[Point-based annotation data]
§ §

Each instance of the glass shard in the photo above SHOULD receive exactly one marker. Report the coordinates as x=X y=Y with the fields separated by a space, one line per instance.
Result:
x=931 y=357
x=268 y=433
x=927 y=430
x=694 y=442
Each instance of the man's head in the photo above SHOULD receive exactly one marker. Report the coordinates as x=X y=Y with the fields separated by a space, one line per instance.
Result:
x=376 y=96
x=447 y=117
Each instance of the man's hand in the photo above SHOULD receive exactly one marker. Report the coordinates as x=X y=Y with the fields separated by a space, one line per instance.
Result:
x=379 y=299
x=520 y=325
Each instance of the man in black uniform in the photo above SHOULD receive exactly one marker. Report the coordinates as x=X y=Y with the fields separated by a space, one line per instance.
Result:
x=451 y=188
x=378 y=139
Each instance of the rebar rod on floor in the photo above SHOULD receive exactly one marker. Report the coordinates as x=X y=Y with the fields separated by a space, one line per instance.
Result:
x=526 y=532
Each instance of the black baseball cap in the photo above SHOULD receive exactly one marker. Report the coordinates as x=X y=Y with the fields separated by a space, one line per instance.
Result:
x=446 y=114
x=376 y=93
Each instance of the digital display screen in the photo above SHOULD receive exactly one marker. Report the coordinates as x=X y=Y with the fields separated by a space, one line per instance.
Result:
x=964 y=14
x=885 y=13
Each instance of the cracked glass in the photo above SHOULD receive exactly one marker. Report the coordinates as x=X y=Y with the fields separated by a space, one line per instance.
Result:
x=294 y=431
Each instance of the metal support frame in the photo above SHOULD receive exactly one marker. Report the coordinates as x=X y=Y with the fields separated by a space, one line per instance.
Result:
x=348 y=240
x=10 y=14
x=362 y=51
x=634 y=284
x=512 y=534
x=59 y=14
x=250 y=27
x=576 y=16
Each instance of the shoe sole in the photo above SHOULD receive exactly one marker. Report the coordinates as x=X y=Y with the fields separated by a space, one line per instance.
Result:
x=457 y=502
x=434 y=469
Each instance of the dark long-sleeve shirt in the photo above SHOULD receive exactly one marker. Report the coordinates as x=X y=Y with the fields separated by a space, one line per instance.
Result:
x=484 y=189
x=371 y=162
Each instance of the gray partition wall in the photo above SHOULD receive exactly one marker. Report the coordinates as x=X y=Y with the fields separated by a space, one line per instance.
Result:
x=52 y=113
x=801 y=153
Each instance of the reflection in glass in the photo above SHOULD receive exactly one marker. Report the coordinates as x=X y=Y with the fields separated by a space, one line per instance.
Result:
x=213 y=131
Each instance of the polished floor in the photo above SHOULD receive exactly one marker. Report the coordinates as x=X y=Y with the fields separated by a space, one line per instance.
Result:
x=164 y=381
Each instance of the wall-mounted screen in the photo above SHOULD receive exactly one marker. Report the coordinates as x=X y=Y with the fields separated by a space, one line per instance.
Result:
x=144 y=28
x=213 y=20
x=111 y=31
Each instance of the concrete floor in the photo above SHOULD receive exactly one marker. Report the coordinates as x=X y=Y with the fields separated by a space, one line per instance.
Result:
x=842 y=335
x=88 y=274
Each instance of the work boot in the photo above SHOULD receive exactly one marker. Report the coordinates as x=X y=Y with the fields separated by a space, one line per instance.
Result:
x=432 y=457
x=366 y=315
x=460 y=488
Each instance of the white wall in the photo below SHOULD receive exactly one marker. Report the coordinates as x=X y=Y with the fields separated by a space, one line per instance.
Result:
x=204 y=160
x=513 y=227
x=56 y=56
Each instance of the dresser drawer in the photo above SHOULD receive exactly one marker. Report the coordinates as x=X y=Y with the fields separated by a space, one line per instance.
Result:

§ §

What you should do ▸ Output each record precisely as given.

Final result ▸
Each instance of the glass shard in the photo above SHOULD receive exactly one marker. Report the coordinates as x=X y=Y with the fields separated by a space, one line per instance.
Result:
x=931 y=357
x=268 y=433
x=927 y=430
x=694 y=442
Each instance of the man's head in the photo above SHOULD receive exactly one marker. Report the coordinates as x=X y=Y with the fields separated by a space, one line per instance.
Result:
x=376 y=96
x=447 y=117
Each instance of the man's hand in the photo above SHOULD receive exactly one marker. Report the coordinates as x=X y=Y with the fields separated by a space, one line per instance.
Result:
x=379 y=299
x=520 y=325
Each instance of the man in black uniform in the photo above SHOULD receive exactly one marker. Report the coordinates as x=X y=Y with the fields separated by a space, one line per instance.
Result:
x=451 y=188
x=378 y=139
Each instance of the rebar rod on floor in the photo above SHOULD receive exactly one marker. Report the coordinates as x=X y=Y with the fields separated by a space, one line per instance.
Result:
x=526 y=532
Each instance of the black baseball cap in the photo above SHOULD receive exactly one marker. Report the coordinates as x=X y=Y with the fields separated by a space, one line per instance.
Result:
x=446 y=114
x=376 y=93
Each instance of the digital display screen in the photo above SHOULD receive exactly one marker. Report the coordinates as x=X y=Y with the fields separated by a space, one line per instance.
Result:
x=964 y=14
x=885 y=13
Each instance of the cracked glass in the photo above SHOULD receive exactly one marker. Report the coordinates as x=X y=Y with the fields separated by a space, one line per instance.
Result:
x=294 y=431
Each instance of the metal support frame in the photo above SHOULD receive exactly one marker. Report the coordinates as x=X y=Y with the fields separated by a space, one line per instance.
Result:
x=348 y=240
x=10 y=14
x=362 y=51
x=634 y=284
x=512 y=534
x=59 y=14
x=250 y=27
x=576 y=16
Each instance of the shoe sole in the photo above SHOULD receive exactly one marker. Report the coordinates as x=X y=Y with the fields separated by a space, one line per instance.
Result:
x=457 y=502
x=434 y=469
Each instance of the dark long-sleeve shirt in the photo above SHOULD receive exactly one marker. Report the coordinates as x=X y=Y with the fields separated by a space, one line per instance.
Result:
x=484 y=189
x=371 y=162
Each instance of the gray partition wall in the photo above SHOULD receive exactly one marker. Report the coordinates as x=X y=Y with the fields separated by a space, one line per instance.
Result:
x=52 y=113
x=801 y=153
Each instance of the reflection in glass in the photo above SHOULD receive exactly one marker. Report the coordinates as x=X y=Y with the fields separated by a space, one line per instance.
Result:
x=213 y=131
Each instance of the polished floor in the photo above SHOULD receive exactly one marker. Report the coordinates as x=X y=Y with the fields separated by a space, one line per instance.
Result:
x=164 y=381
Each instance of the wall-mounted screen in the photo above SHOULD receive exactly one marker. Report the coordinates as x=X y=Y with the fields separated by a space, one line per instance.
Result:
x=144 y=28
x=213 y=20
x=111 y=31
Each instance of the concrete floor in the photo above SHOULD receive exactly one marker. Report the coordinates as x=X y=Y with the fields separated by a space, one line per instance.
Result:
x=842 y=335
x=88 y=274
Each instance of the work boot in the photo above SHOULD receive exactly one marker. Report the coordinates as x=X y=Y with the fields separated by a space, one line per instance.
Result:
x=432 y=457
x=366 y=315
x=460 y=488
Each instance of the white wall in the photo below SHOULD receive exactly one marker. Report the coordinates as x=X y=Y with the fields separated by a space, one line per instance.
Result:
x=204 y=160
x=513 y=227
x=56 y=56
Each instance of the dresser drawer in the photo above SHOULD receive exactly one marker. Report the coordinates as x=X y=Y with the fields separated by a space, one line per instance.
Result:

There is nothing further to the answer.